Exercise
Could you copy, word for word, only the lines from the one containing "the large rock" through the last line of the records below, both included?
─── Provided data
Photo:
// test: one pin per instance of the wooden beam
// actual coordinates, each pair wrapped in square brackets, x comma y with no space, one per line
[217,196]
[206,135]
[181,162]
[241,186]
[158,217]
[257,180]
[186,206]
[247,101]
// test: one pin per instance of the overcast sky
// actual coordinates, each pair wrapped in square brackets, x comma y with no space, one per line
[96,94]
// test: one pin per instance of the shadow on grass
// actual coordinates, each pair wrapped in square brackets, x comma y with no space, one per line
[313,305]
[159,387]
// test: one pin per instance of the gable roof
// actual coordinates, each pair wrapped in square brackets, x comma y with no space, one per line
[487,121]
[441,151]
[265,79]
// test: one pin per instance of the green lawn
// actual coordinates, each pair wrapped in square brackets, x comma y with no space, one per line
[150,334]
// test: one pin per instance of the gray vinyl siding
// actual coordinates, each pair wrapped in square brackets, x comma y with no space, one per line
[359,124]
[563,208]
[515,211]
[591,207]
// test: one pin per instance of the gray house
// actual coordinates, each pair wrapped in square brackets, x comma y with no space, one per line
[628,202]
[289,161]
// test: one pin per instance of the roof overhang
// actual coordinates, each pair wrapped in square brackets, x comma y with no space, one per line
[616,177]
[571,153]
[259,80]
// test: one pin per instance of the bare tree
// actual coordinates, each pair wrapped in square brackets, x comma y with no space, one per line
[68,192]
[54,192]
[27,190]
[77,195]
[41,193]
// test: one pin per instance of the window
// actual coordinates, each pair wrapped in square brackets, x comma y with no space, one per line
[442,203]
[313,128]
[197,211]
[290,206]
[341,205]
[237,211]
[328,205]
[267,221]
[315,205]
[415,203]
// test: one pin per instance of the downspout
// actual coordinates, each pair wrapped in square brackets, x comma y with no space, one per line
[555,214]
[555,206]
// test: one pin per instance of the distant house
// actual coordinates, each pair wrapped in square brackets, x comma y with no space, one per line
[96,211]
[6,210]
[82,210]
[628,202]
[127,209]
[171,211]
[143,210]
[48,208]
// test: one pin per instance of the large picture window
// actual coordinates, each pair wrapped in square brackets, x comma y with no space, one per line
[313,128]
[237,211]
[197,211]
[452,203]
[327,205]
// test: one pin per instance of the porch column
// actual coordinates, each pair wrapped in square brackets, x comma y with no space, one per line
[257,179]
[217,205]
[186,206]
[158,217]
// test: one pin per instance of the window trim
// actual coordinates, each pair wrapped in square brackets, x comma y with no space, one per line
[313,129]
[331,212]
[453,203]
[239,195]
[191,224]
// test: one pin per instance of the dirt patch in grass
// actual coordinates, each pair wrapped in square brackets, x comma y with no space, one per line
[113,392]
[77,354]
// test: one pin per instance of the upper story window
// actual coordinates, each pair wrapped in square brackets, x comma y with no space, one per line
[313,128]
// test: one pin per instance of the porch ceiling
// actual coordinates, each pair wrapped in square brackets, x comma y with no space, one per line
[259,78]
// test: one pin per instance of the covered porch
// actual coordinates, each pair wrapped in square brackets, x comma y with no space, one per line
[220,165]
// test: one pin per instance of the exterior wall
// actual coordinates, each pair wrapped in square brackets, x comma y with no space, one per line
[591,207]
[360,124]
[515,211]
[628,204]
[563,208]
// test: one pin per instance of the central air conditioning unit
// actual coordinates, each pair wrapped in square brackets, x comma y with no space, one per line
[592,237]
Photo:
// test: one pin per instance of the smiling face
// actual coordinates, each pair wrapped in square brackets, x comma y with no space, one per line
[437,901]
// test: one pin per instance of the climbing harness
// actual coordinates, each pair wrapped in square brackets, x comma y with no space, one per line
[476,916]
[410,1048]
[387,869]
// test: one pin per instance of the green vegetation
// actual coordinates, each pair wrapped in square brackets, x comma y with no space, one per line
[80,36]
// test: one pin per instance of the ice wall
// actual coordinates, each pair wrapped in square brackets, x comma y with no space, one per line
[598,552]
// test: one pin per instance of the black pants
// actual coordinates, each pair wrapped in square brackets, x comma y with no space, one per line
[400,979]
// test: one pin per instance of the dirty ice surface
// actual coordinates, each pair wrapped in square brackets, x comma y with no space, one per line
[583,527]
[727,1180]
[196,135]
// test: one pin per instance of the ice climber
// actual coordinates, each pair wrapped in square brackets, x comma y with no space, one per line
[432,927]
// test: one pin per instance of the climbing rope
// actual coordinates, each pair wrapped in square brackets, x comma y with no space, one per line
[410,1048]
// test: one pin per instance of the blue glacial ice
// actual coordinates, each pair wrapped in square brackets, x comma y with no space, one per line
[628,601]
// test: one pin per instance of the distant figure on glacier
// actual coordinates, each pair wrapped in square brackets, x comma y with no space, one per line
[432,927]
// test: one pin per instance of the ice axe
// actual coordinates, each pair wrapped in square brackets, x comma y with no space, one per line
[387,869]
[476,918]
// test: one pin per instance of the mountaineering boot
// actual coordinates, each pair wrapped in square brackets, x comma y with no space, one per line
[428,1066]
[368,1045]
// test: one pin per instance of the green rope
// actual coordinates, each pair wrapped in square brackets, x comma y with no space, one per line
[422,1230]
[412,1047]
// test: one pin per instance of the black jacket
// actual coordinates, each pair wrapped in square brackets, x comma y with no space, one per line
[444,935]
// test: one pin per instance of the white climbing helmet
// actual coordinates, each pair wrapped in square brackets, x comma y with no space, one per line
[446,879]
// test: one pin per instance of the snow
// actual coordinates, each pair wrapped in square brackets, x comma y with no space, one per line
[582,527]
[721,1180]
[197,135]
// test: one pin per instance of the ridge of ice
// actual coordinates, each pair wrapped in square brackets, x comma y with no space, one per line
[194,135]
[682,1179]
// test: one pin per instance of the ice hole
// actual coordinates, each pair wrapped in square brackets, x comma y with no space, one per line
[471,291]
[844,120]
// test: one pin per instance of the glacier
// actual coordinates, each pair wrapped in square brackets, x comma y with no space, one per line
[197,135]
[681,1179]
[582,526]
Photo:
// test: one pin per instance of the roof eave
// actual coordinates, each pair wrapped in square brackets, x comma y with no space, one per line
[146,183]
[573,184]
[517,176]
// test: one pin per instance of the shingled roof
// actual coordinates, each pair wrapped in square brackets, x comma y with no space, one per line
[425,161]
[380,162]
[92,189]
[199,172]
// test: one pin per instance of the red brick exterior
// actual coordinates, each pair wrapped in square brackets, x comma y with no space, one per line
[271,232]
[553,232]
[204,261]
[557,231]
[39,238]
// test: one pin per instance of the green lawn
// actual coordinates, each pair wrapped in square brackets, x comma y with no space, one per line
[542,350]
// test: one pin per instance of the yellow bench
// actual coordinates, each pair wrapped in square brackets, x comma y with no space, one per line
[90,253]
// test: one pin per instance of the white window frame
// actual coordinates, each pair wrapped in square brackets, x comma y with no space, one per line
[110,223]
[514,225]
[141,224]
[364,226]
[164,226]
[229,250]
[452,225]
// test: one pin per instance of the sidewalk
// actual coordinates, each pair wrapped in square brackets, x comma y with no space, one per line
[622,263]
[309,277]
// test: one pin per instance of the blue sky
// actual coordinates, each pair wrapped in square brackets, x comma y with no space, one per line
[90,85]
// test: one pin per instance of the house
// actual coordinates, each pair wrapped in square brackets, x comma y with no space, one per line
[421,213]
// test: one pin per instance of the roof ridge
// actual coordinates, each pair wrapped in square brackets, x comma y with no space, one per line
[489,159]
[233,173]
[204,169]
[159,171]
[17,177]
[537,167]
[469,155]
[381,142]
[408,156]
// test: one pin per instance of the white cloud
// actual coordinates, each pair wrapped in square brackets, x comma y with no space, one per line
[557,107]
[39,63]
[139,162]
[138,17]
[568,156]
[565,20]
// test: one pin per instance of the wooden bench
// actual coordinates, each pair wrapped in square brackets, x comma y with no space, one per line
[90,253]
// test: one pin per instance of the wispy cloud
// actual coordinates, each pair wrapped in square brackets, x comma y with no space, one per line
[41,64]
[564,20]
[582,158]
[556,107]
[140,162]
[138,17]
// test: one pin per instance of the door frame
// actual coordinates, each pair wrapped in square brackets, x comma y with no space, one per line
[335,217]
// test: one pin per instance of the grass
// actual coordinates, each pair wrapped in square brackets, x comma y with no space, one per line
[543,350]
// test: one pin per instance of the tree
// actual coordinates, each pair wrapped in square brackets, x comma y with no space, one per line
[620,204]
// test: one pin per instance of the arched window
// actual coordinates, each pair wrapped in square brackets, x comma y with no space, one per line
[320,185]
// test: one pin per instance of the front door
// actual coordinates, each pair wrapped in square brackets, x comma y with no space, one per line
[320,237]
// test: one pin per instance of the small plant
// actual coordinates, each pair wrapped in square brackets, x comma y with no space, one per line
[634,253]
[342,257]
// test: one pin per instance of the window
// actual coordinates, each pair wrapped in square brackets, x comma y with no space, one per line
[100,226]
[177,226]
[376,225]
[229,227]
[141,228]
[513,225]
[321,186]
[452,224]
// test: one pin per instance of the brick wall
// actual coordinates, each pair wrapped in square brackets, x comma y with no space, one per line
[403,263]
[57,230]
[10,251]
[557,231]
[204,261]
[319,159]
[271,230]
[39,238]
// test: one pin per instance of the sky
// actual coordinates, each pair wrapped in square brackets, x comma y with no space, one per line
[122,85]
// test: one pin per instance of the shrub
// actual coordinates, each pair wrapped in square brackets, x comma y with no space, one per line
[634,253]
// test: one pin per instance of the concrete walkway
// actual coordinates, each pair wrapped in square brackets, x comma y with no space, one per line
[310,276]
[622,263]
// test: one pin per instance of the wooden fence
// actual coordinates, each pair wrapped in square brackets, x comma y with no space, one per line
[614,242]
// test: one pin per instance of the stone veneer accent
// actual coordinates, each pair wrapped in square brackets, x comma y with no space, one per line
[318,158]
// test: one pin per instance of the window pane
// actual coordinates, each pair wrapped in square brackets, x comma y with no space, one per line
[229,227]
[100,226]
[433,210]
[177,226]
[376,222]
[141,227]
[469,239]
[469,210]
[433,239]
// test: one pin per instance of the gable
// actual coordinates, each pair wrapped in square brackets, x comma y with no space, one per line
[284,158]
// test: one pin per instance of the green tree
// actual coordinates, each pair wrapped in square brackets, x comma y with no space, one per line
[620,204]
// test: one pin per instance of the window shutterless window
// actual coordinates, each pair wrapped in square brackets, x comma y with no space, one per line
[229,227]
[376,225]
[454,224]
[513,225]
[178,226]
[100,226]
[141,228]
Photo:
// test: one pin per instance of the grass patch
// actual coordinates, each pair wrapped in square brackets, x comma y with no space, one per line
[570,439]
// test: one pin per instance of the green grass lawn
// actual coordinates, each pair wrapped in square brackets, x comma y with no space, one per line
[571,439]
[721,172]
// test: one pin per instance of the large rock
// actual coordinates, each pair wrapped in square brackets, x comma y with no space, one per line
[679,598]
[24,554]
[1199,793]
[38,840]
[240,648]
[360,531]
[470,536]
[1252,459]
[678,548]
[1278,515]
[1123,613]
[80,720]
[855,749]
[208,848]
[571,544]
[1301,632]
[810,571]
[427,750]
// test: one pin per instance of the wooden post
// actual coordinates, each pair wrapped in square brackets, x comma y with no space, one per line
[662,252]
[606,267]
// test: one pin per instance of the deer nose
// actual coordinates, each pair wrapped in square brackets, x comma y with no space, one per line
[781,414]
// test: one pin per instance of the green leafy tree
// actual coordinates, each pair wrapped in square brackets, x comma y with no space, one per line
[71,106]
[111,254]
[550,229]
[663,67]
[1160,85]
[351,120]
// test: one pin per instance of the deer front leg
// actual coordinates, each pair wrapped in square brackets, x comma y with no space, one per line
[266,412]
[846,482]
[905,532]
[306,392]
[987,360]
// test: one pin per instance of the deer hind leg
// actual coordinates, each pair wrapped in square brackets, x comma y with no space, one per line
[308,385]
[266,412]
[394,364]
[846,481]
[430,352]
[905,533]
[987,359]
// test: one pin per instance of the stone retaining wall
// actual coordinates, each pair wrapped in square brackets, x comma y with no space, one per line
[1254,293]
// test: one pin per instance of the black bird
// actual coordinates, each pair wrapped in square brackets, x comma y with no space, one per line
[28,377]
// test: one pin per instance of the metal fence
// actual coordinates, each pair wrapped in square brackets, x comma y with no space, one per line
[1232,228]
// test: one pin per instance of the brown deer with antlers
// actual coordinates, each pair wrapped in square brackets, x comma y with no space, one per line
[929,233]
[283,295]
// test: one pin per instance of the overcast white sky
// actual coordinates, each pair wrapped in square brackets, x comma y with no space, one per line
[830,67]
──────
Output below
// test: one pin per instance of the large rock
// actual coordinates, each pair wrapped in square brackets, x comma y with no space, one per line
[679,598]
[24,554]
[1199,793]
[38,840]
[240,648]
[360,531]
[470,536]
[1252,459]
[678,548]
[1278,515]
[1123,613]
[80,720]
[855,749]
[208,848]
[571,544]
[1301,632]
[810,571]
[427,750]
// test: one pin per instance of the wooden post
// actual coordinates, each pair wrapped in square brackets, x comma y with no space, one per line
[662,252]
[606,267]
// test: one pin per instance of the deer nose
// actual coordinates, each pair wrapped in square brackets, x comma y with no space, one per line
[781,414]
// test: one pin per instance of the green leafy tree
// actual coordinates, each pair wrapped in square brackets, x comma y with no space, one per line
[71,106]
[111,254]
[550,229]
[663,67]
[1160,85]
[351,120]
// test: one pin per instance of the deer front leg
// actual coordinates, each pair wrapped in square brackets, x comma y with no space, one per line
[266,412]
[846,482]
[905,532]
[306,392]
[987,360]
// test: one pin per instance of the deer hind leg
// actual coordinates, each pair wrapped in square brackets, x comma y with no space, one per line
[308,385]
[266,412]
[394,364]
[846,481]
[430,352]
[905,533]
[987,359]
// test: one pin per instance of the stone retaining wall
// actual coordinates, each pair wrapped in square brackets, x comma y with no space, one per line
[1254,293]
// test: one pin per instance of the black bird
// actual coordinates, each pair wrapped in square brackets, x comma y with no space, one per line
[28,377]
// test: one pin per instance of the metal fence
// actual coordinates, each pair wrapped in square brackets, x comma y with no space, one per line
[1232,228]
// test: one pin per instance of the brown deer with antlers
// actual coordinates, each pair wrapped in square brackets, x comma y with no space, one per line
[929,233]
[283,295]
// test: one pin per instance of the overcast white sky
// actual coordinates, each pair wrapped in square brackets, x comma y with no space, one per line
[830,67]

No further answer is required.